[Pointing and labeling entries]
☆ ☆ ☆

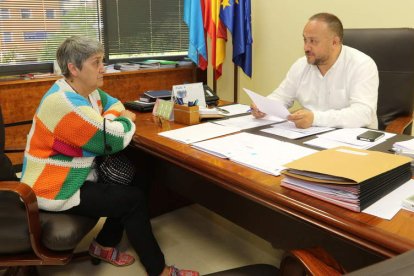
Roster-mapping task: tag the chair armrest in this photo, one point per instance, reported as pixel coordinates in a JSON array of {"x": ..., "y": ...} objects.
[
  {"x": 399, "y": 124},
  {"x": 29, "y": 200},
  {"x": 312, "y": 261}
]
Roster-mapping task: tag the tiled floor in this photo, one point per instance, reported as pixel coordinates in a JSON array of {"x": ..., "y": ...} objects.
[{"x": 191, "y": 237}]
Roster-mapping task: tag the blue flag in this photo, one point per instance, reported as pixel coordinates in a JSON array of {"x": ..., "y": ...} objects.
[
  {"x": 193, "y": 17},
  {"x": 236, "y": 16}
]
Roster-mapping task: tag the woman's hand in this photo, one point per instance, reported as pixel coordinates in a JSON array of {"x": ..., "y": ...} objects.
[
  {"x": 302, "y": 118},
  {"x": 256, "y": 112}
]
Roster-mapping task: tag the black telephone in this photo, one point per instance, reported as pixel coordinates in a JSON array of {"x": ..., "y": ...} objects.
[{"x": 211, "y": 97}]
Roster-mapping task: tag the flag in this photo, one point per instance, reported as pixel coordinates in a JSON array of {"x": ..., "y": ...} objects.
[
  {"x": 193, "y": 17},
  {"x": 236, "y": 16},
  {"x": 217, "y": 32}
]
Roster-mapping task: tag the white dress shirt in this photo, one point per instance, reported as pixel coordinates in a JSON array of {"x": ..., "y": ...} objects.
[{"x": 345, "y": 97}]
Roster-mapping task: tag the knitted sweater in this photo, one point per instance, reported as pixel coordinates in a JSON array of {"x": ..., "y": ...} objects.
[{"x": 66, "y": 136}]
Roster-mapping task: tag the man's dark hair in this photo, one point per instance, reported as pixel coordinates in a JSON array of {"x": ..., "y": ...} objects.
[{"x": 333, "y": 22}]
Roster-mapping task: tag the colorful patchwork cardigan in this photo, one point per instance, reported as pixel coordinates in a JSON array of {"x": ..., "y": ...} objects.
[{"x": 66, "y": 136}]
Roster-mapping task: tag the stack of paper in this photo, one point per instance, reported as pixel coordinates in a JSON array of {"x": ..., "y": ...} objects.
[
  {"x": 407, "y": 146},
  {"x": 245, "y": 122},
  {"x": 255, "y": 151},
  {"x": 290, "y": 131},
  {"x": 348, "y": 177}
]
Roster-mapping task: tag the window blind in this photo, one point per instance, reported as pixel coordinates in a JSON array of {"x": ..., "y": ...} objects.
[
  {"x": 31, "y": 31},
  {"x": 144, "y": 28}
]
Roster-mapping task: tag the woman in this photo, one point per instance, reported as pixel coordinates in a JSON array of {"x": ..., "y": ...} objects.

☆ ☆ ☆

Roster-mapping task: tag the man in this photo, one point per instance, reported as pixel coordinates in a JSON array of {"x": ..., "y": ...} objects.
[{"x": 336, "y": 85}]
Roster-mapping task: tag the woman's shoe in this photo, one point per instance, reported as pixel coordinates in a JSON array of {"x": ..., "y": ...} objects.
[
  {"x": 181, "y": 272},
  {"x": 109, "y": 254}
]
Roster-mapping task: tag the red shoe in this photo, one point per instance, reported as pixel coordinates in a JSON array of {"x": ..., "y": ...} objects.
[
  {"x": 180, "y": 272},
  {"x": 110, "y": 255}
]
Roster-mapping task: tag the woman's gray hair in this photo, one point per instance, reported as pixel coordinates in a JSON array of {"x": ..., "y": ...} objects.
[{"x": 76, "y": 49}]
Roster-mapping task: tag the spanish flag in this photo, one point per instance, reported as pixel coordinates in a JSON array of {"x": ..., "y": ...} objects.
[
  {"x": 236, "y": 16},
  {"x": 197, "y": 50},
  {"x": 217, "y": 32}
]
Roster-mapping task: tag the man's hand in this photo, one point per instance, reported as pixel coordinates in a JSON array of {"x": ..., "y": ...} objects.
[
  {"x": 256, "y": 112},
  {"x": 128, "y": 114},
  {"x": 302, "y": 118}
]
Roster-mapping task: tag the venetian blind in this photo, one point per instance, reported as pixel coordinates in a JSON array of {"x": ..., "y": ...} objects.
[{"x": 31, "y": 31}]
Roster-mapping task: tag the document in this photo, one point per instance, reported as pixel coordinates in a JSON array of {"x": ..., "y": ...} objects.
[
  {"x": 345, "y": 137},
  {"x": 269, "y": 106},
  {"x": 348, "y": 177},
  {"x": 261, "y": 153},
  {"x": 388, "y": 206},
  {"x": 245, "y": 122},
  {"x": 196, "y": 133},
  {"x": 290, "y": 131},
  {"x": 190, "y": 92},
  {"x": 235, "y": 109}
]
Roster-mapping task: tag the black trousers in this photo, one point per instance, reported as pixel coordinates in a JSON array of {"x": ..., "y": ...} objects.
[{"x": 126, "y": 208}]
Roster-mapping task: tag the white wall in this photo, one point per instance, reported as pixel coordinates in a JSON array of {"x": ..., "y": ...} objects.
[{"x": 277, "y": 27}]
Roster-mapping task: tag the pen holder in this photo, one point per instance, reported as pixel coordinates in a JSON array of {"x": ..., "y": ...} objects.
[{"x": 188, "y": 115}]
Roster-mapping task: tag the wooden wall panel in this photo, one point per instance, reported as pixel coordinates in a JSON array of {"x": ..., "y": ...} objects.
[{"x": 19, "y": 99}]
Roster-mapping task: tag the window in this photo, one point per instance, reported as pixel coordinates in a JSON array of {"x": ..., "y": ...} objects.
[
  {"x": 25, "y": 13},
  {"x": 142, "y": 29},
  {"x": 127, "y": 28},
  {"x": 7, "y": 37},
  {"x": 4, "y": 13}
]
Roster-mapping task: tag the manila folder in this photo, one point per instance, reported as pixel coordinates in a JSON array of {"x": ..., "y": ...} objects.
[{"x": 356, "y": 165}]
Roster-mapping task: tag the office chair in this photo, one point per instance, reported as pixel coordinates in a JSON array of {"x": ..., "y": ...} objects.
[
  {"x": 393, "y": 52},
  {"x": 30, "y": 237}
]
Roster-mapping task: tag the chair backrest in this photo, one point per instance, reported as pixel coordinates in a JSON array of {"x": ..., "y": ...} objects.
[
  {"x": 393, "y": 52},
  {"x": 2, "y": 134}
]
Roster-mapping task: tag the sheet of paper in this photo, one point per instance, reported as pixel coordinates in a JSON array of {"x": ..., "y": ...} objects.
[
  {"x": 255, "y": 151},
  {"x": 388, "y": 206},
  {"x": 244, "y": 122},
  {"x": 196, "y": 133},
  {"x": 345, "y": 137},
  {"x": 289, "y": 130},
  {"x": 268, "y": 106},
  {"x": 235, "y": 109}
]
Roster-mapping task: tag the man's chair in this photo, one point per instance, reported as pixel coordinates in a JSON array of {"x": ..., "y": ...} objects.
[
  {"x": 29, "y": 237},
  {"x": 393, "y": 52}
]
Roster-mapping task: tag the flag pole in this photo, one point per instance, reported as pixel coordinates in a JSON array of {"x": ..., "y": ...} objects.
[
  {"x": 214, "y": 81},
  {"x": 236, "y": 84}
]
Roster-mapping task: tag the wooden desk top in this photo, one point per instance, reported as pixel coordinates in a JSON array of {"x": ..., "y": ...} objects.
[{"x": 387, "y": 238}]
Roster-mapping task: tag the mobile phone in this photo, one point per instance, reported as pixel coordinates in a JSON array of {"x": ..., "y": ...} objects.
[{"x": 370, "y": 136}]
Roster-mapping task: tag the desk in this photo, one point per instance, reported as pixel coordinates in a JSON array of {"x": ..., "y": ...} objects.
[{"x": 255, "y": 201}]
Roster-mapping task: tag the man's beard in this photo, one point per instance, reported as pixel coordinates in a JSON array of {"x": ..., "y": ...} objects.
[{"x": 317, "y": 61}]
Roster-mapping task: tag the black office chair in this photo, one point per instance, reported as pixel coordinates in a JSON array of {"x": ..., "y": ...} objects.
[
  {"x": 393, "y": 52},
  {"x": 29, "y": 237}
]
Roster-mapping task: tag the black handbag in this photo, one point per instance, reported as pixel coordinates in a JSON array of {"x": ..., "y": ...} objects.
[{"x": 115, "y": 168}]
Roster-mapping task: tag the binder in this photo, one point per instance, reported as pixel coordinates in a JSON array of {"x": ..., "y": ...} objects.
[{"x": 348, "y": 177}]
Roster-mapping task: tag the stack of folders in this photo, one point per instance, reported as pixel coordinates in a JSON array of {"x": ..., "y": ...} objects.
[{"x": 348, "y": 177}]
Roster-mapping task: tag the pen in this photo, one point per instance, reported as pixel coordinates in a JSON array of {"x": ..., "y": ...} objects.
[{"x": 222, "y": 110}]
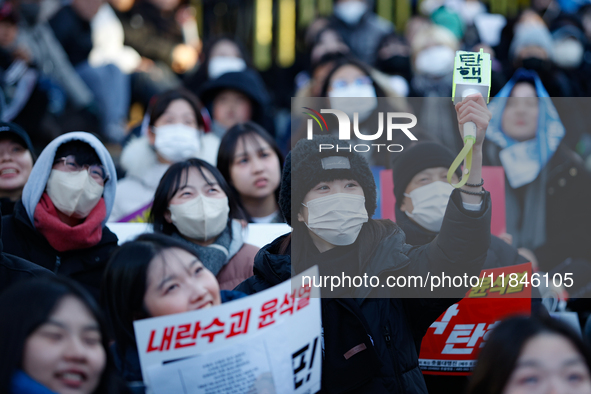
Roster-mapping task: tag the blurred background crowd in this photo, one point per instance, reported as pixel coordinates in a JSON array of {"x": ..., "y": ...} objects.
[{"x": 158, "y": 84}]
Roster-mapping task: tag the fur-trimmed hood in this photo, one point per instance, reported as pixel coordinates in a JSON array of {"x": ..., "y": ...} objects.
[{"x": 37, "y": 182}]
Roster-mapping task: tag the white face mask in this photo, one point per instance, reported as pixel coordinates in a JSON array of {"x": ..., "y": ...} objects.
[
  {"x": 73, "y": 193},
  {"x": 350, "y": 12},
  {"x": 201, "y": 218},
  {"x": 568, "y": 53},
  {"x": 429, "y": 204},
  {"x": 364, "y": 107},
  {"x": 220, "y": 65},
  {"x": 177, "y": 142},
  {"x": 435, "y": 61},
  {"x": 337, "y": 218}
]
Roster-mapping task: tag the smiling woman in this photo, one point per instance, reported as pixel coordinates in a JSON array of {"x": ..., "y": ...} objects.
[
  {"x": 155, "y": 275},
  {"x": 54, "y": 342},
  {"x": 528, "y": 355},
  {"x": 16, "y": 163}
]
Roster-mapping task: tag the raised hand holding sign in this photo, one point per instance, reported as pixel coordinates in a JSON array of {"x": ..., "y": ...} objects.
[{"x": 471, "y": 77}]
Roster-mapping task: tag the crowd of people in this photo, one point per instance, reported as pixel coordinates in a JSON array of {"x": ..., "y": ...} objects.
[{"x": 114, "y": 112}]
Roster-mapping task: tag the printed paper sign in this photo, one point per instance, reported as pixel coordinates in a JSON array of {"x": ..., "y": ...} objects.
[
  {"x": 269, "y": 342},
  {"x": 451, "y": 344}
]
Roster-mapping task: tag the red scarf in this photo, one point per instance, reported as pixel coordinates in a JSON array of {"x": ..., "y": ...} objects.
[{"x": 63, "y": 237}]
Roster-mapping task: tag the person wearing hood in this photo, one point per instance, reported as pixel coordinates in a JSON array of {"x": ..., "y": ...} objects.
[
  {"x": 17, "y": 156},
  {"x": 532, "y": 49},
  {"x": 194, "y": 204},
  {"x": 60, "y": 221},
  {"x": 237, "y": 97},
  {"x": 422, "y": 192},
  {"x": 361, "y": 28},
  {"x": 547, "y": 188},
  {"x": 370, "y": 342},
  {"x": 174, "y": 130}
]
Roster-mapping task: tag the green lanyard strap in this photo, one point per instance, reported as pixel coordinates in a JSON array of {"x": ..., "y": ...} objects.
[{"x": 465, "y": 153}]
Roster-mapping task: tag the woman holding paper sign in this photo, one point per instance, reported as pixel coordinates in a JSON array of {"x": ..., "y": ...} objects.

☆ ☆ ☆

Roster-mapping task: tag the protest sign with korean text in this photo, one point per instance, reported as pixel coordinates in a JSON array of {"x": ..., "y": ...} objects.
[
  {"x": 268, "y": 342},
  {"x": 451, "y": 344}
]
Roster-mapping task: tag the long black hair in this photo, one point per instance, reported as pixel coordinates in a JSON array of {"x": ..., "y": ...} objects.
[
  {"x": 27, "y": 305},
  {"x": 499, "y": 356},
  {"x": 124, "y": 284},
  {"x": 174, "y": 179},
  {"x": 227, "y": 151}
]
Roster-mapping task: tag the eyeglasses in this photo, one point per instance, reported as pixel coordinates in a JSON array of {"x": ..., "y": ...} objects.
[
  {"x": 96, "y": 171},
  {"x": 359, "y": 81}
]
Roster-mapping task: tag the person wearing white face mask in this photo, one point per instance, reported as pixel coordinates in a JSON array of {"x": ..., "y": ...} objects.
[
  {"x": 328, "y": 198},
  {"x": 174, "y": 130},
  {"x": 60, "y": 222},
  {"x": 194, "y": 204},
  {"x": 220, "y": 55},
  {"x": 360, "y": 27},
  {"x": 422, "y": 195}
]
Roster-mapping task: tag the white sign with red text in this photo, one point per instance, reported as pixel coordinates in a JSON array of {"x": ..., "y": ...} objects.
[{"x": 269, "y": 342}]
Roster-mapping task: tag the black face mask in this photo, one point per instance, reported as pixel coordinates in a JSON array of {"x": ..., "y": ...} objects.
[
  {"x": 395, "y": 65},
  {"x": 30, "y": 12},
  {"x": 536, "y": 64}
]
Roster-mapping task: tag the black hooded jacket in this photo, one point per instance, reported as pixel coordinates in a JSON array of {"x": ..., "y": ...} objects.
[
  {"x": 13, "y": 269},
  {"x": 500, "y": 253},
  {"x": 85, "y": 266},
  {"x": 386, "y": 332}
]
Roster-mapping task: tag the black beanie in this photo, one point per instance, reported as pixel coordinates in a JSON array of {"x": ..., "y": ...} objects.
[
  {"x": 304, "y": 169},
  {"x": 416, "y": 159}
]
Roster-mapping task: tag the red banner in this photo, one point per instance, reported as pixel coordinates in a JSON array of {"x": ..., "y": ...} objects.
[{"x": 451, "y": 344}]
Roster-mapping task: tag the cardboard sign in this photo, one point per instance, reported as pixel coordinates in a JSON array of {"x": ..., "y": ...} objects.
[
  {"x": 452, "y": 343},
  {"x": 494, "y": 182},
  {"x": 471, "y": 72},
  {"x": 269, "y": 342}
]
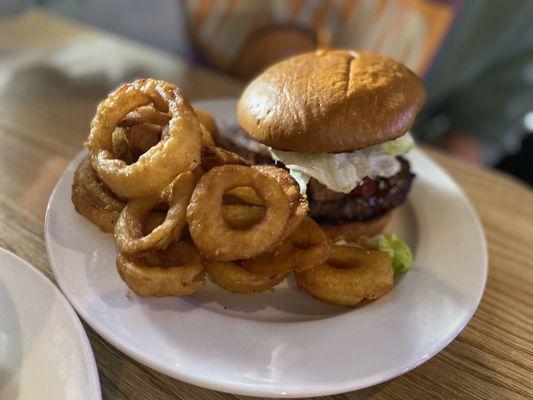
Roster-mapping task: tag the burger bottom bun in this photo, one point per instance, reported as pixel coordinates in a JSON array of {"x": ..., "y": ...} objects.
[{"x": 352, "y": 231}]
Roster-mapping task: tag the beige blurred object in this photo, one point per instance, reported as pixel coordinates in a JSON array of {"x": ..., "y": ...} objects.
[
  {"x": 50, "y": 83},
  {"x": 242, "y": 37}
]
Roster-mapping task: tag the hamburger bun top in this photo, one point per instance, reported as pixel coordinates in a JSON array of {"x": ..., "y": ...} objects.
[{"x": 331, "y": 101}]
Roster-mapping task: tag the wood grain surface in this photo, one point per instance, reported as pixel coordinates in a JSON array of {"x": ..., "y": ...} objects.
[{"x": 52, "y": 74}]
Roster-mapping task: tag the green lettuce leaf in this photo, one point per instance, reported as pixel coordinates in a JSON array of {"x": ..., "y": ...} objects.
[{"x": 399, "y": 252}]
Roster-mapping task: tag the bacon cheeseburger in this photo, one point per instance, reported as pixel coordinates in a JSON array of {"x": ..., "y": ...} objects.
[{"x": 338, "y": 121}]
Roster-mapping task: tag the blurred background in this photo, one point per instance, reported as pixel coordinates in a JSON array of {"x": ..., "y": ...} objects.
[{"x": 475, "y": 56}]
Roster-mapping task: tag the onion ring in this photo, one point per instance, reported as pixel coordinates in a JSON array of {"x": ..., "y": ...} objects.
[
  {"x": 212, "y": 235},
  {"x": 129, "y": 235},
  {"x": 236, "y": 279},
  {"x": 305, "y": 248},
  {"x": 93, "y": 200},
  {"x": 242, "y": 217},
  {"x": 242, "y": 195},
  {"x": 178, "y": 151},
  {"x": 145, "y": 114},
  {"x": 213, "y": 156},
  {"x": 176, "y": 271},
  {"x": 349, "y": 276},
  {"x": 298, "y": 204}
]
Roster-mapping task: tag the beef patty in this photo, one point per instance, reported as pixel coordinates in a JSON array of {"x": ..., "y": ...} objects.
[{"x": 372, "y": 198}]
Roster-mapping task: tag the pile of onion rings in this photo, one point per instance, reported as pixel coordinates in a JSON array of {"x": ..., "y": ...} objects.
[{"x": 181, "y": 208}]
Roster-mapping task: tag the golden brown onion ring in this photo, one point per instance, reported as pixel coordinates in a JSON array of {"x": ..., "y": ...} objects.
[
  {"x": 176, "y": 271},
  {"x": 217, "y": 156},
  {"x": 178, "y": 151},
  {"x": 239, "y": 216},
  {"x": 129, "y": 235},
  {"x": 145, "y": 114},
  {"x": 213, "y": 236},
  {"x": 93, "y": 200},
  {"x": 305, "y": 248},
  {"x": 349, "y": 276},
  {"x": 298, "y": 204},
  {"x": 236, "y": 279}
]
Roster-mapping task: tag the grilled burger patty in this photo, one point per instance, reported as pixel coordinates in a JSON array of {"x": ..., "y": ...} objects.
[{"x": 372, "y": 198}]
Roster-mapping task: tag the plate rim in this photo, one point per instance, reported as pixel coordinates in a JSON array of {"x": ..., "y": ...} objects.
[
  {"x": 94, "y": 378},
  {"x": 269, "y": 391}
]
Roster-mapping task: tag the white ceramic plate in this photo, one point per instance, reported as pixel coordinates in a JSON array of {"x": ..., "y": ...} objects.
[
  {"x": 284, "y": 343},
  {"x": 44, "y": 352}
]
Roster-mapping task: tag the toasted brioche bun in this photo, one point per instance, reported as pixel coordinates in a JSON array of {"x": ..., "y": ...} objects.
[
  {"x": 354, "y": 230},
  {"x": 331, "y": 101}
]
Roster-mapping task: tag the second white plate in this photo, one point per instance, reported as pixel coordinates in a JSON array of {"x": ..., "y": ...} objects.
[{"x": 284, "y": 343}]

☆ ☆ ☆

• Problem to solve: Find every line in the rows above that contains the string "crowd", and copy each of those lines.

• Result below:
Roster-mapping task: tag the blurred background crowd in this photo, one point per instance, reported as pixel coordinates in a JSON array of {"x": ..., "y": ...} objects.
Roster-mapping task: tag the crowd of people in this photo, one point per instance, reported as pixel coordinates in a JSON array of {"x": ..., "y": ...} objects.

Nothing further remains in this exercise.